- [Information provided]
Content starts

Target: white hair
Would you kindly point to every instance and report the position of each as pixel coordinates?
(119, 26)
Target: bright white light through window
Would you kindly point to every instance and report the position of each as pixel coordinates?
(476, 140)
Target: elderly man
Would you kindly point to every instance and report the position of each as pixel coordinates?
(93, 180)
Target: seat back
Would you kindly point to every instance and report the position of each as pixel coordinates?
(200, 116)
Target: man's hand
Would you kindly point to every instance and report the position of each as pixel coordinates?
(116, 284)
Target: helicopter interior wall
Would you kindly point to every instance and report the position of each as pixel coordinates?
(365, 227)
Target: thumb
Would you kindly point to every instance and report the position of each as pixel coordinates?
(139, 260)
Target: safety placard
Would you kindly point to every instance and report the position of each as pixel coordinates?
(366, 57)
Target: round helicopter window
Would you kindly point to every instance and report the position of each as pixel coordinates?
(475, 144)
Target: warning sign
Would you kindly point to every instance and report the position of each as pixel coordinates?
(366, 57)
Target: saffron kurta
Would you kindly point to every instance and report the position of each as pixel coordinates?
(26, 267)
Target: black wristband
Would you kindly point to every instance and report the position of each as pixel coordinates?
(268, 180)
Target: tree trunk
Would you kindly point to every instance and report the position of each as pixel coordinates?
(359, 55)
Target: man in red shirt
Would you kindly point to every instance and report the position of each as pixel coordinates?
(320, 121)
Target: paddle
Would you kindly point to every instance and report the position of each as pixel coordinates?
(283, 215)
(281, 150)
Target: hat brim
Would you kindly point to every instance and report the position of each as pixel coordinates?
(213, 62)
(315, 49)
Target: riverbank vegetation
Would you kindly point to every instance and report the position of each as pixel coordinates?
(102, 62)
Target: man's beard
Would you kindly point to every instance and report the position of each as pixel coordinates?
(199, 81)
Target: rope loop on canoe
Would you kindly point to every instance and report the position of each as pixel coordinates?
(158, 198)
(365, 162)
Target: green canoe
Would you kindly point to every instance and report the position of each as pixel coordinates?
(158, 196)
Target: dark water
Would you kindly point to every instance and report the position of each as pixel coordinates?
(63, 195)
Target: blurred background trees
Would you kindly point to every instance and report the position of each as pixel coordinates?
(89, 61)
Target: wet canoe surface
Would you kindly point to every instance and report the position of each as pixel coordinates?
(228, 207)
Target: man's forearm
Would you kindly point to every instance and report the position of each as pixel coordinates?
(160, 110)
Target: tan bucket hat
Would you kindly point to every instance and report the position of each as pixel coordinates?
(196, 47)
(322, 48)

Content ends

Retype the portion of the data above that starts on the line with "Target: saffron kurta" and finishes on the line with "Target: green canoe", including both of those lines.

- [Completed exercise]
Target: saffron kurta
Would you kindly point to every instance and report the position of each as pixel coordinates?
(26, 267)
Target: black wristband
Would you kindly point to every instance and report the position of each as pixel coordinates?
(268, 180)
Target: tree trunk
Would you kindly point to every instance and report the position of each as pixel coordinates?
(359, 55)
Target: man in red shirt
Would you kindly point to every instance and report the position of each as pixel coordinates?
(320, 121)
Target: paddle
Would you kindly point to every instance and report the position of each as pixel coordinates?
(283, 215)
(281, 150)
Target: hat brim
Would you kindly point to every instance and report the position of each as pixel coordinates?
(213, 62)
(315, 49)
Target: riverbank vegetation
Would you kindly point to every instance and report the position of each as pixel coordinates?
(102, 62)
Target: man's beard
Would you kindly point to every instance and report the position of each as pixel coordinates?
(199, 81)
Target: rope loop on canoe
Would you kindly point to every instance and report the position of each as pixel coordinates?
(158, 198)
(365, 162)
Target: green canoe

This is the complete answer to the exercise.